SOURCE EXTRACT:

────────

Manchette’s Mayhem

By Chris MorganAugust 25, 2014

Fatale by Jean-Patrick Manchette
The Mad and the Bad by Jean-Patrick Manchette

IN THE MIDDLE of Jean-Patrick Manchette’s novel The Mad and the Bad, the two central characters, Julie and Peter, pursued by kidnappers, seek refuge in a department store. Calls for police create a misunderstanding that they are the criminals, misunderstanding creates panic, panic is met with gunfire, and gunfire is responded to by Molotov cocktails, burning the place to the ground and leaving one adversary with “the smell of bacon emanating from his burnt skin.” Cars from a turnoff stop traffic dead to watch the chaos unfold, while Julie and Peter slip into one of the cars and move on to the next calamity that, too, will ignite like impulse but proceed like second nature.


This is the kind of violence for which crime fiction author Jean-Patrick Manchette had a propensity: the kind of violence that erupts onto a complacent peace like a bombarding invader and yet carries itself out with an almost choreographed agility. Manchette was a writer of urgency and cunning, of economy and laconic cool, and of narrative that verges on communiqué. Set within the restricted framework of his genre, those elements clashed more often than they blended. This might seem like a weakness, and it would be for most authors, but Manchette manages it by writing characters whose thoughts, decisions, and very beings are dominated by unmitigated conflict.

────────

AVAILABLE DATA:

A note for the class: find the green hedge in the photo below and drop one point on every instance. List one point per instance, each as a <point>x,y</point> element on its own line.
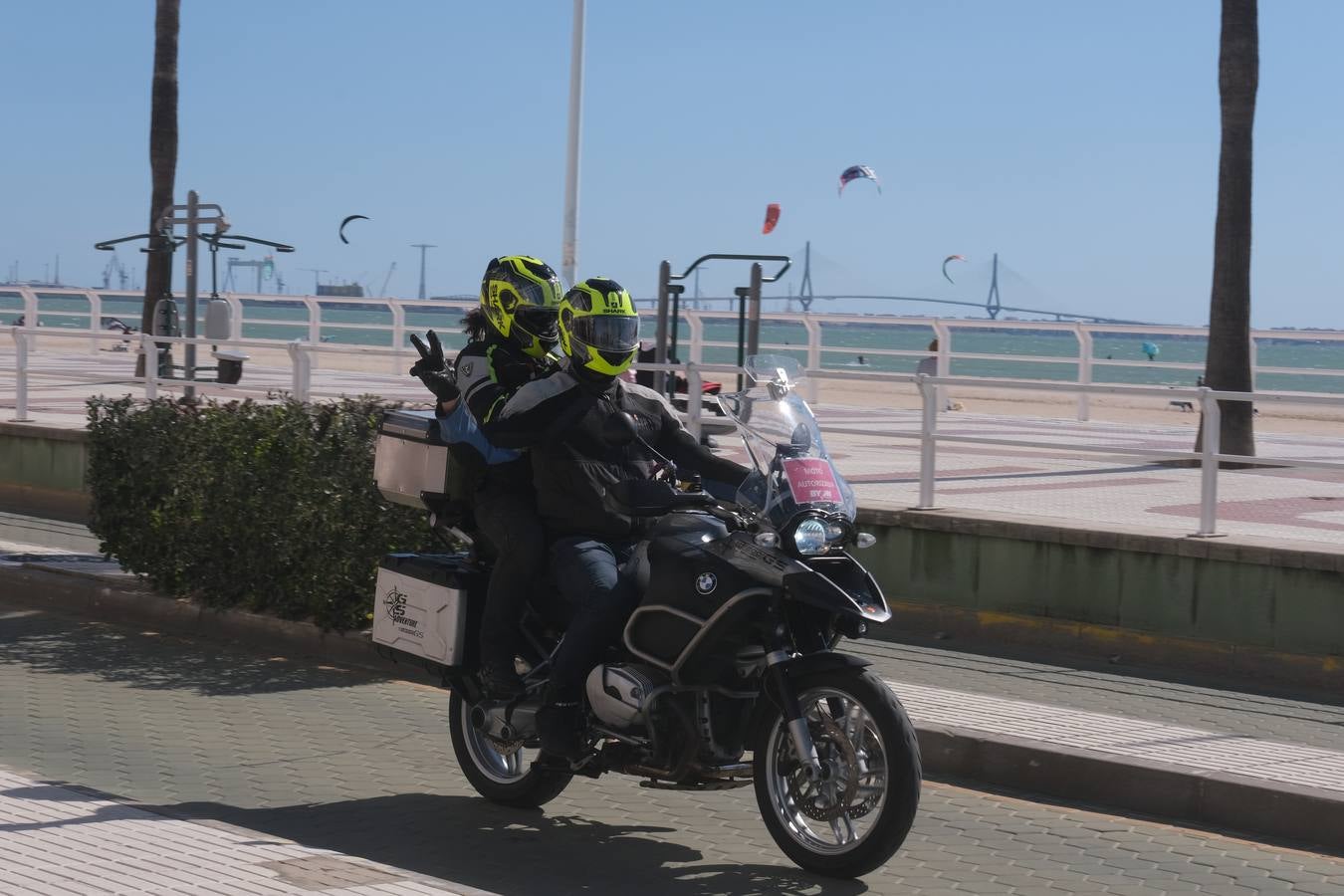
<point>268,507</point>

────────

PROBLEM 1: Rewrite the paragraph of the review above that begins "This is the kind of violence" in two or three sentences, keeping its main points.
PROBLEM 2: Repeat a passage of the review above word for word: begin at the words "Fatale by Jean-Patrick" and stop after "like second nature.".

OUTPUT 1: Manchette favored violence that bursts into a complacent peace like an invader yet unfolds with almost choreographed agility. His writing combined urgency, cunning, economy, laconic cool, and a narrative close to communiqué, elements that, within his genre's limits, clashed more often than they blended. Most authors would suffer for this, but Manchette makes it work by writing characters whose thoughts, decisions, and very beings are ruled by unmitigated conflict.

OUTPUT 2:
Fatale by Jean-Patrick Manchette
The Mad and the Bad by Jean-Patrick Manchette

IN THE MIDDLE of Jean-Patrick Manchette’s novel The Mad and the Bad, the two central characters, Julie and Peter, pursued by kidnappers, seek refuge in a department store. Calls for police create a misunderstanding that they are the criminals, misunderstanding creates panic, panic is met with gunfire, and gunfire is responded to by Molotov cocktails, burning the place to the ground and leaving one adversary with “the smell of bacon emanating from his burnt skin.” Cars from a turnoff stop traffic dead to watch the chaos unfold, while Julie and Peter slip into one of the cars and move on to the next calamity that, too, will ignite like impulse but proceed like second nature.